In the same way, we need to confess and repent of our sin that gives the devil a foothold and kick him out. Otherwise, if we neglect to do that and the enemy builds a stronghold in us (eg addictions or negative thought patterns), it would take much more effort to remove his control over us.

Read more about "Conspiracy in the Court" - Power vs Authority

"Conspiracy in the Court" (1/2) - Power vs Authority [SPOILER ALERT]

This drama is only eight episodes long but it was so difficult to understand initially due to the fast pace, convoluted storyline and countless mysteries and secrets that were only unravelled much later. So reading the recaps after viewing each episode really helped me to follow the plot.

While I was watching this series, I also happened to learn about the difference between power and authority in a course that I'm attending. And I realised that some of the characters actually illustrated these two concepts really well!

Police officer Park Sang-Gyu (Jin Yi-Han) serves in a small town and his team consists of a handful of scaredy-cats with no martial arts skills whatever to boast of. As the team leader, he's not much better off. In fact, when they confront a group of smugglers at the dock, he backs up and hides behind his team while ordering them to charge ahead, which of course they don't.

As a result of their incompetence, they are entirely knocked out by just one smuggler! So although Sang-Gyu has the authority to enforce the law by virtue of his position as a police officer, he doesn't have the power to exercise his authority due to the lack of ability.

As he is lying on the ground contemplating his next move (of how to surrender!) a master swordsman flies off a nearby rooftop and single-handedly overpowers the smugglers! It turns out that he is Seo Joo-Pil (Han Jung-Soo), Sang-Gyu's good friend and fellow officer from the police HQ in the capital city. 

After this incident, we see Joo-Pil hanging around Sang-Gyu a lot more than before and he helps provide the fighting power for Sang-Gyu whenever he has difficulty reining in the criminals. Unfortunately, midway through the drama, Joo-Pil is killed in an ambush.

Sang-Gyu is promoted - the King himself bestows him with the Royal Sword which increases his authority greatly. However, he isn't deployed more capable men in his team. So even when he wields the Royal Sword before some villains to signal his authority, they scoff at him and easily overpower him and his ragtag team as he can't rely on Joo-Pil's support anymore.

Source information:

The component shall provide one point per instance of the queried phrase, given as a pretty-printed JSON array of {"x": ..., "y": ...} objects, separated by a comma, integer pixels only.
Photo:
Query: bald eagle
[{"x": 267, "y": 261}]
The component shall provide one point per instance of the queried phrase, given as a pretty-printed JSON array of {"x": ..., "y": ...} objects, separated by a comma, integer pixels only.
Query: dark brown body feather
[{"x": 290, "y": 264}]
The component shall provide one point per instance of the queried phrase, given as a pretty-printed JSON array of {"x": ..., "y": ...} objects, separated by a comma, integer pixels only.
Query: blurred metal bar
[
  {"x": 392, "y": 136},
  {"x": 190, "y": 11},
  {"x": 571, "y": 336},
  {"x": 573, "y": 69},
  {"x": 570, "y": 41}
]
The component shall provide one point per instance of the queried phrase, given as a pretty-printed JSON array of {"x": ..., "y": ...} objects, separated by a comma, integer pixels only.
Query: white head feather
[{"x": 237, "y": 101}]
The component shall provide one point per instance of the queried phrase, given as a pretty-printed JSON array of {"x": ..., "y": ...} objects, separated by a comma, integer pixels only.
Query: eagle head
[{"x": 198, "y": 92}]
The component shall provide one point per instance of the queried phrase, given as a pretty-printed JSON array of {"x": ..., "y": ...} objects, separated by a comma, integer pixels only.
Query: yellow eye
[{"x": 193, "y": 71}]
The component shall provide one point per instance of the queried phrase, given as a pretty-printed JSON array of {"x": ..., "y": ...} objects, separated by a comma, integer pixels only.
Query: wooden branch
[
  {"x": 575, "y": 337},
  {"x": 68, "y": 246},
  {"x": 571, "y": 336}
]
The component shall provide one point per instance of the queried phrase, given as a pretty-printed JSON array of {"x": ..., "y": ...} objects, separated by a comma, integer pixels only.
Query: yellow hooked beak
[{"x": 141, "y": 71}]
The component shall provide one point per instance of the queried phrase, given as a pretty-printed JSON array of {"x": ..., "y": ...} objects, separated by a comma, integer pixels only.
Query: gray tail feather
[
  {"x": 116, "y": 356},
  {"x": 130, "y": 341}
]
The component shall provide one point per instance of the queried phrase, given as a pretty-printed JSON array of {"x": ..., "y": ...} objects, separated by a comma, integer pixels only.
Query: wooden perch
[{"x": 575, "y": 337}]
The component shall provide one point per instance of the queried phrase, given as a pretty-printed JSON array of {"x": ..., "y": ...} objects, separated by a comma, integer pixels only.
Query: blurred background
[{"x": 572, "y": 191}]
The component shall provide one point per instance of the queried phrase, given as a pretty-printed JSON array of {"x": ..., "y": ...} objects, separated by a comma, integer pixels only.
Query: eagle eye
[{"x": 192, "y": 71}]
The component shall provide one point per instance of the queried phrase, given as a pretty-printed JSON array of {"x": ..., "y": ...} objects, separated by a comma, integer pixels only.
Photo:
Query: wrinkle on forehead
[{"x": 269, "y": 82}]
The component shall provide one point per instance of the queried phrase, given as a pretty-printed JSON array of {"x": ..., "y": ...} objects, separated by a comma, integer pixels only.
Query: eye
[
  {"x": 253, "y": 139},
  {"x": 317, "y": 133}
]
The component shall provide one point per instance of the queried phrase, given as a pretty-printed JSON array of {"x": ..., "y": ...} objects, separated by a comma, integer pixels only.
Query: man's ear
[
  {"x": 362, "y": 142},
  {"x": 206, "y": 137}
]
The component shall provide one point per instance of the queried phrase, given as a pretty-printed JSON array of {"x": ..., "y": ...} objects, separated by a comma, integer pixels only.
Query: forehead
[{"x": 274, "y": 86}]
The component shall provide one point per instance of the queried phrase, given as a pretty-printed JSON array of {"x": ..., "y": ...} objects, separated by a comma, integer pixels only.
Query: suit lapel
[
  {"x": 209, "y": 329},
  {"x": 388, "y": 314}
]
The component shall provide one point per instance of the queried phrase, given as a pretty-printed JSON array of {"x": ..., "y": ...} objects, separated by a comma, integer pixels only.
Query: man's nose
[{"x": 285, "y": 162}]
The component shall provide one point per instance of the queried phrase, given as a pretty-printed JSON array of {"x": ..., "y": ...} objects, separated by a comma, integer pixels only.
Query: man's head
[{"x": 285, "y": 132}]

Required work:
A) Answer from the post about "Conspiracy in the Court":
(i) How many episodes long is the drama?
(ii) What is Seo Joo-Pil's relationship to Sang-Gyu?
(iii) What does the King bestow on Sang-Gyu when he is promoted?
B) Reproduce the part of the post about "Conspiracy in the Court" that starts at "As he is lying" and ends at "the capital city.".
C) Resume the post about "Conspiracy in the Court" from the point where it stops.

Expected responses:
A)
(i) Eight episodes.
(ii) He is Sang-Gyu's good friend and fellow officer from the police HQ in the capital city.
(iii) The Royal Sword.

B)
As he is lying on the ground contemplating his next move (of how to surrender!) a master swordsman flies off a nearby rooftop and single-handedly overpowers the smugglers! It turns out that he is Seo Joo-Pil (Han Jung-Soo), Sang-Gyu's good friend and fellow officer from the police HQ in the capital city.

C)
On the other hand, Sang-Gyu's nemesis, the merchant Yang Man-Oh (Lee Chun-Hee) has gathered a great deal of wealth which grants him power over many of the officials including Sang-Gyu's police chief (Park Chul-Min). Although he doesn't have any authority, he bribes these officials who then allow him to conduct his illegal activities without any liability (see my other post about the impact of this corruption). That's why he can openly taunt Sang-Gyu and challenge him to a power contest.

Because of his trespass, the chief has given over his authority to Man-Oh by default. He no longer has any say and instead is at Man-Oh's beck and call. As Sang-Gyu knows about the bribery, he doesn't respect his chief's authority anymore and defies his order of letting Man-Oh and his minions go about their shady business scot-free. 

We are very much like Sang-Gyu in the sense that we have been given all authority by the King of kings over demons and to heal diseases (Luke 9:1), as well as to defeat the enemy (Luke 10:19). However, on our own we lack the power to exercise this authority. We need a helper like Joo-Pil. And God has sent the best Helper in the form of the Holy Spirit so that by the power of the Holy Spirit, we can perform signs and wonders, and bring people to Christ (Romans 15:19). Not by our own power or might, but by the Holy Spirit alone (Zechariah 4:6)!

We must be careful though, that we do not hand over our God-given authority to the devil. If, like the police chief, we sin against God, then we lose our right to this authority and the enemy will gain control. Rather than allow Satan to have an opportunity to accuse us and usurp our authority in Christ, we need to keep ourselves pure and unstained by constantly cleansing ourselves of all sin through confession and repentance before God (1 John 1:9).